### Data ###

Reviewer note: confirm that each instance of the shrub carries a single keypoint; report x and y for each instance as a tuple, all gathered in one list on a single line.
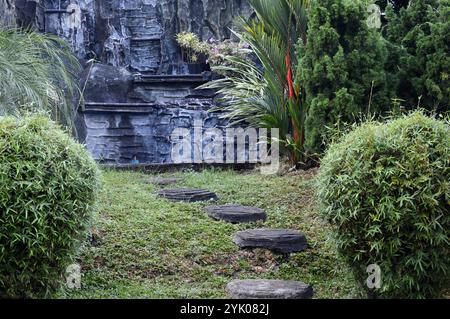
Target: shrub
[(385, 189), (48, 186)]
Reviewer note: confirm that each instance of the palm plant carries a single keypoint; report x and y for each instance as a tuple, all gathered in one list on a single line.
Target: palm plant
[(268, 97), (37, 73)]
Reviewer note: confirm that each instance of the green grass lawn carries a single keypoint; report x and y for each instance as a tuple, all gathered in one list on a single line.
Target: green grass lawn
[(146, 247)]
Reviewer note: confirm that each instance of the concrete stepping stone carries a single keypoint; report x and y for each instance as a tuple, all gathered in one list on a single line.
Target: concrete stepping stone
[(269, 289), (236, 213), (187, 195), (279, 240), (164, 181)]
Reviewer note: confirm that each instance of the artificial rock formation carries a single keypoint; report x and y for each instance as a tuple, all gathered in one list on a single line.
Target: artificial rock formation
[(139, 89)]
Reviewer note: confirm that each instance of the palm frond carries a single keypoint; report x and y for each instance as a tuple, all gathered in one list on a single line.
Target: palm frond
[(37, 72)]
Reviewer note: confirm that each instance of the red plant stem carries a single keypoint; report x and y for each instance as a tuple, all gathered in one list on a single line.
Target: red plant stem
[(292, 98)]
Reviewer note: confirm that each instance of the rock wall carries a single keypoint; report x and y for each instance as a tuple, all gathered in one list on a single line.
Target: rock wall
[(138, 33), (139, 90)]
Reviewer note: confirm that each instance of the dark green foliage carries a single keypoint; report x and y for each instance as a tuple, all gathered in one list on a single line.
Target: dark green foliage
[(397, 4), (48, 186), (385, 189), (419, 53), (341, 64)]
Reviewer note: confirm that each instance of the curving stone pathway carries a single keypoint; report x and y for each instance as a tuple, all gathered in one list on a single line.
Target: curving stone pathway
[(164, 181), (236, 213), (280, 240), (187, 195), (269, 289)]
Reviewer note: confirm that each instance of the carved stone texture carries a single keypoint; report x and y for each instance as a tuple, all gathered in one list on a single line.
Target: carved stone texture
[(269, 289), (187, 195), (278, 240), (236, 213)]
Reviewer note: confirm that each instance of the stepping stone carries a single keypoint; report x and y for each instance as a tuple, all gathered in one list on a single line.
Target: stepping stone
[(269, 289), (187, 195), (164, 181), (279, 240), (236, 213)]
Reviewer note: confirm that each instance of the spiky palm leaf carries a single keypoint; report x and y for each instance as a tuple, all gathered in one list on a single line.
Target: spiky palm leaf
[(37, 73), (259, 96)]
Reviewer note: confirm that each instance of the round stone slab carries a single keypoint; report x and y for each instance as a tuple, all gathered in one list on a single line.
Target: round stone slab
[(187, 195), (164, 181), (269, 289), (279, 240), (236, 213)]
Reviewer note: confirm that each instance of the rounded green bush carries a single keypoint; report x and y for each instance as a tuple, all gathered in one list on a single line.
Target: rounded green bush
[(48, 186), (385, 189)]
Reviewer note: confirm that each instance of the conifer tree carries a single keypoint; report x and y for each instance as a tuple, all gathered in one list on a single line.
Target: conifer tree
[(341, 67), (419, 53)]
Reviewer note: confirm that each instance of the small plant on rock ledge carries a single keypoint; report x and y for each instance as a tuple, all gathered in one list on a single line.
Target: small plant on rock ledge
[(213, 52)]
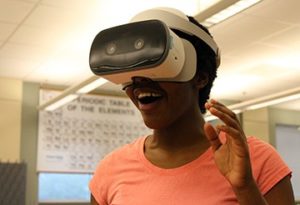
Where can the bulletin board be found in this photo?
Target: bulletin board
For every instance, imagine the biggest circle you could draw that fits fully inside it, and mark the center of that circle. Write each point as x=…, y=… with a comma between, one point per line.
x=75, y=137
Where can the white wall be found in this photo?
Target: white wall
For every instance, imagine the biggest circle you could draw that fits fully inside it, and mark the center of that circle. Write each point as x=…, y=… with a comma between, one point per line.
x=10, y=119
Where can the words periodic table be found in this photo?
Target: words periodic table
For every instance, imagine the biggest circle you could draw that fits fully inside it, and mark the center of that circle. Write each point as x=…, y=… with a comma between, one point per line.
x=75, y=137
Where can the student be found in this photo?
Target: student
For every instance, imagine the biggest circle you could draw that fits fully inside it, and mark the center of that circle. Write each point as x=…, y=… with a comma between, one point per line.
x=187, y=161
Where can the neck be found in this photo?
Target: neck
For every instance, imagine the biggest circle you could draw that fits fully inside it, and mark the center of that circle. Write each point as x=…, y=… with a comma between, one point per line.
x=186, y=132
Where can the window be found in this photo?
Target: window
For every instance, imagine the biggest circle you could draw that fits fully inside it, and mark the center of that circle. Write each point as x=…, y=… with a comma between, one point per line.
x=58, y=187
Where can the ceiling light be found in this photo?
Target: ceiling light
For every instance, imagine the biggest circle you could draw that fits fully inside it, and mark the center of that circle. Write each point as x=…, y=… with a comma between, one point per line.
x=218, y=14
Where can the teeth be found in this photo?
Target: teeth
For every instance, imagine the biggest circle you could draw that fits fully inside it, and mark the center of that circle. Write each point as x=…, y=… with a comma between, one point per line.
x=142, y=95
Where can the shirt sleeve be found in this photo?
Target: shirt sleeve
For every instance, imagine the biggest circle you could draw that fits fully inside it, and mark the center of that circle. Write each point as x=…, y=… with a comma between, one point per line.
x=98, y=183
x=267, y=165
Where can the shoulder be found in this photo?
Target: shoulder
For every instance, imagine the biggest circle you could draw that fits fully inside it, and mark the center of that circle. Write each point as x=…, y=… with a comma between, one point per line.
x=110, y=166
x=267, y=165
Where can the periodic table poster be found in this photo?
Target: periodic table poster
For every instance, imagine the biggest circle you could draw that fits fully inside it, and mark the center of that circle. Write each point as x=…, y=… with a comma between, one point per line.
x=75, y=137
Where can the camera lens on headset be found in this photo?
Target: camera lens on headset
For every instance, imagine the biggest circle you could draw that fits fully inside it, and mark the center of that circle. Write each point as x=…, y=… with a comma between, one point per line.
x=111, y=48
x=138, y=44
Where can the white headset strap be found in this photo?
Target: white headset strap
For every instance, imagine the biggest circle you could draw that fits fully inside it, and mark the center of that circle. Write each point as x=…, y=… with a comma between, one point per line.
x=176, y=22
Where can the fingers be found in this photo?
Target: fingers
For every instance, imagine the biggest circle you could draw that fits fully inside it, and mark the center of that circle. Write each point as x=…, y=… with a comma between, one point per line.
x=212, y=136
x=231, y=123
x=223, y=113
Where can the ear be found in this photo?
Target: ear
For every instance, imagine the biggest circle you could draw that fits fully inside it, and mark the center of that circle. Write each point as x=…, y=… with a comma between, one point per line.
x=201, y=80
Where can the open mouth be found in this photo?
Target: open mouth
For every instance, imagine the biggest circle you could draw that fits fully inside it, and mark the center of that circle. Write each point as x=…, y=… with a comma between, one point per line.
x=149, y=97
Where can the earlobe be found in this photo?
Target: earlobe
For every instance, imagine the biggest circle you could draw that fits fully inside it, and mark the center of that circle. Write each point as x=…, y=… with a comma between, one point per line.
x=201, y=80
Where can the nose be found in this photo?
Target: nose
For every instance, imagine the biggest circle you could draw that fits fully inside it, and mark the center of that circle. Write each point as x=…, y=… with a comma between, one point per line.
x=140, y=82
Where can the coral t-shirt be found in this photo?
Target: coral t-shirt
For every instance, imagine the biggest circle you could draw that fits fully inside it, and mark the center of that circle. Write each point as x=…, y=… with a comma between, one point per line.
x=126, y=177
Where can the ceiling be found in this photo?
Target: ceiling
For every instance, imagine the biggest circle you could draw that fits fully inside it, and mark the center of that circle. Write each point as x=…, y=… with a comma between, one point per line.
x=48, y=41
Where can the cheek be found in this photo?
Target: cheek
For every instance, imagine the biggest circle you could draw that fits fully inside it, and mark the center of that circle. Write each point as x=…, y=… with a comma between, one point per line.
x=129, y=93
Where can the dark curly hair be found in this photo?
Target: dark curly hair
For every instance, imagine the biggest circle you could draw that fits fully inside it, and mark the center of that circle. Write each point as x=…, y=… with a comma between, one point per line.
x=206, y=61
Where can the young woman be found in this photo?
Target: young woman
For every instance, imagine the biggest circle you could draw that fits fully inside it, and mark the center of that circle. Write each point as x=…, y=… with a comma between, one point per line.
x=186, y=160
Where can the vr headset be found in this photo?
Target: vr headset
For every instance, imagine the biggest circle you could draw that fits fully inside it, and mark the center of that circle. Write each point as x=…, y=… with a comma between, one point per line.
x=147, y=47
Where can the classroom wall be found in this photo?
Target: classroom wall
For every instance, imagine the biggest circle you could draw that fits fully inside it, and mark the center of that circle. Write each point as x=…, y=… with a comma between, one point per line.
x=262, y=122
x=18, y=103
x=10, y=119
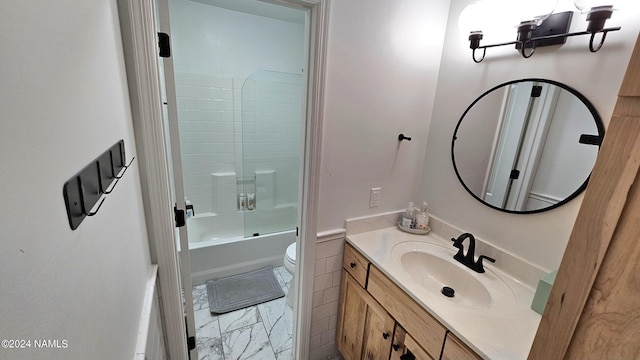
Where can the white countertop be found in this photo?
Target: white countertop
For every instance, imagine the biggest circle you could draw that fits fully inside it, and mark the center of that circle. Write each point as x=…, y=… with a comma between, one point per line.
x=504, y=329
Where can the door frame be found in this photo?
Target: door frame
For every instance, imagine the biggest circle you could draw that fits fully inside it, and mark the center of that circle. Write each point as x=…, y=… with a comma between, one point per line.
x=138, y=30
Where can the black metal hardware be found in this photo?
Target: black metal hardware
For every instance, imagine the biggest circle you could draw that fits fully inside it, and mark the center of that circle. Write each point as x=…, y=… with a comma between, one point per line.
x=190, y=207
x=550, y=34
x=555, y=24
x=468, y=260
x=83, y=190
x=191, y=342
x=590, y=139
x=179, y=216
x=448, y=291
x=164, y=45
x=536, y=91
x=408, y=356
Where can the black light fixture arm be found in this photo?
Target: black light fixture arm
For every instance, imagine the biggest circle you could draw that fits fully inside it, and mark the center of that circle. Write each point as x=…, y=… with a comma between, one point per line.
x=475, y=43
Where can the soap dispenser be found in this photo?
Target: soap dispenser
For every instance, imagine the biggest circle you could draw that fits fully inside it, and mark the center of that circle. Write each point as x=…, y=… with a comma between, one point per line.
x=408, y=216
x=422, y=218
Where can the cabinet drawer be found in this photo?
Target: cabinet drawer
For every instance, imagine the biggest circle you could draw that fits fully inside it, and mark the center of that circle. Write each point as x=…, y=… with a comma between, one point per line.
x=424, y=328
x=454, y=349
x=355, y=264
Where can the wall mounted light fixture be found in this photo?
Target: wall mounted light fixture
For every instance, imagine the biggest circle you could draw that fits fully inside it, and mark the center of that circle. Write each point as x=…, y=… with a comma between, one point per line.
x=551, y=30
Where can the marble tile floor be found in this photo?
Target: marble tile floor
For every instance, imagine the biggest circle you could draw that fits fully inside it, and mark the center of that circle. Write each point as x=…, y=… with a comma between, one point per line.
x=260, y=332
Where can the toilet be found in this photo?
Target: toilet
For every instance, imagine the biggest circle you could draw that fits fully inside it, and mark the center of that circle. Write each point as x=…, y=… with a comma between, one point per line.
x=290, y=265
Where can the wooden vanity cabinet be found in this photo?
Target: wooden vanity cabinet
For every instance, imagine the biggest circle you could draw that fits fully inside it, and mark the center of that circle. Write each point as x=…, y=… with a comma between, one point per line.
x=365, y=329
x=454, y=349
x=377, y=320
x=403, y=343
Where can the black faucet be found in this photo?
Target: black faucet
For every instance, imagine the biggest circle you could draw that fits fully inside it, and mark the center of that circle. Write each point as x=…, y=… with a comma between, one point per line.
x=468, y=260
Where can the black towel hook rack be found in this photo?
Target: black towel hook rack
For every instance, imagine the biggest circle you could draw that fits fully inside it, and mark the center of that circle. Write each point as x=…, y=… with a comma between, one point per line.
x=91, y=184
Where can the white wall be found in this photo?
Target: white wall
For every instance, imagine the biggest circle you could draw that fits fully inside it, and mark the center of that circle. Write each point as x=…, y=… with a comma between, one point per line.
x=382, y=68
x=63, y=101
x=540, y=238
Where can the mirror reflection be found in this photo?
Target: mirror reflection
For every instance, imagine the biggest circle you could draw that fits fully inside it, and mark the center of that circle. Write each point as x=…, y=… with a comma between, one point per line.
x=527, y=145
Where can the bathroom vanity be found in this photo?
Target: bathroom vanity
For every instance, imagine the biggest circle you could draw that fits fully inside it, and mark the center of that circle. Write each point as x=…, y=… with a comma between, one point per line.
x=391, y=306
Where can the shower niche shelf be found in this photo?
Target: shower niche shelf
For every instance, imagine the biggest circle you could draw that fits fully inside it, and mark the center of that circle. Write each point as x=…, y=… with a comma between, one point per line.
x=91, y=184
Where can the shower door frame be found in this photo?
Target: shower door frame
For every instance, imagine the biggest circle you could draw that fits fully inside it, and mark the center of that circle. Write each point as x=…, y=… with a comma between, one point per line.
x=137, y=21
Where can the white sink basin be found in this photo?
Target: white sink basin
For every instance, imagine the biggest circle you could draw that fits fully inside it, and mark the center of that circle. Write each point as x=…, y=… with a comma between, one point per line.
x=432, y=267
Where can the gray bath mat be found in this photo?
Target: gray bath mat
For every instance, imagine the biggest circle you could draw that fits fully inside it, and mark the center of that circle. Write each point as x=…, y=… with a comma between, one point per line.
x=243, y=290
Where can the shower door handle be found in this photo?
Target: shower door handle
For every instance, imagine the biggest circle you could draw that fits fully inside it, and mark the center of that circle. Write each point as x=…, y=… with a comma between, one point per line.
x=179, y=216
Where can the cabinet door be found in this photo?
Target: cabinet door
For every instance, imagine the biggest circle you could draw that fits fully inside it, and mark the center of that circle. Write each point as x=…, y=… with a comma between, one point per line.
x=378, y=331
x=454, y=349
x=351, y=318
x=365, y=330
x=403, y=343
x=397, y=347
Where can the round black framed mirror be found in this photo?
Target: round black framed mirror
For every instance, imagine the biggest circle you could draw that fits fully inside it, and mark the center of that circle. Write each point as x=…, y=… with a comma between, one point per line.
x=527, y=146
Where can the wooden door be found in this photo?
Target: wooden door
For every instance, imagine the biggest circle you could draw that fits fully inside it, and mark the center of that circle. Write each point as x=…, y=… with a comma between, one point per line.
x=592, y=311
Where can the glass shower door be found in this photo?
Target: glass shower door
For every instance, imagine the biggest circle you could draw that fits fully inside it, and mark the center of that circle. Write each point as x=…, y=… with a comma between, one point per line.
x=272, y=118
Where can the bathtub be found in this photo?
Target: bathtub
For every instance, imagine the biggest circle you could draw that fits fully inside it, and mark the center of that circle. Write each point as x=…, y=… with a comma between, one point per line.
x=218, y=248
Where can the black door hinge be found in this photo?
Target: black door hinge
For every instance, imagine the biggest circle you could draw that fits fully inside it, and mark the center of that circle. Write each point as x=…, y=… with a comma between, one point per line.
x=536, y=91
x=179, y=216
x=164, y=45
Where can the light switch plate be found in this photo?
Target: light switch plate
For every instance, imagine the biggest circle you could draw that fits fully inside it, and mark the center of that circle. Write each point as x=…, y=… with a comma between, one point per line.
x=374, y=197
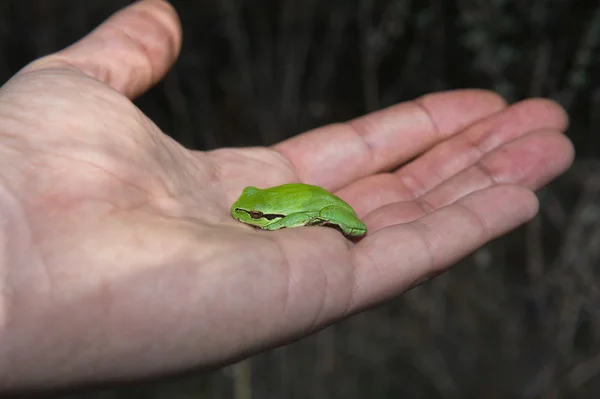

###

Please rewrite everything from the line containing "Where can the shoulder" down to the line containing "x=138, y=44" as a Markdown table with the columns Row and Line. Number each line in Row and skip any blank lines.

▶ **Solved exercise**:
| Row | Line |
|---|---|
| 1 | Where can the shoulder be found in this photo? |
| 2 | Target: shoulder |
| 3 | For every instance, imagine the biggest circle you could draw that fits fully inside it, and mark the center of that circle. Write each point as x=…, y=… with a comma between, one point per line. |
| 4 | x=110, y=166 |
| 5 | x=267, y=165 |
| 6 | Where can the periodic table poster be found in this photo? |
| 7 | Target: periodic table poster |
| 8 | For every instance, imagine the biggest circle you could draw that fits fully inside it, and mark the center of that circle. Write each point as x=…, y=… with a comma between, one point per line. |
| 9 | x=75, y=137 |
| 10 | Where can the camera lens on headset be found in this photo? |
| 11 | Target: camera lens on headset |
| 12 | For every instance, imagine the biggest circle you could draw that fits fully inside it, and mark the center of that circle. Write each point as x=…, y=… with a comma between, one point per line. |
| 13 | x=111, y=48 |
| 14 | x=138, y=44 |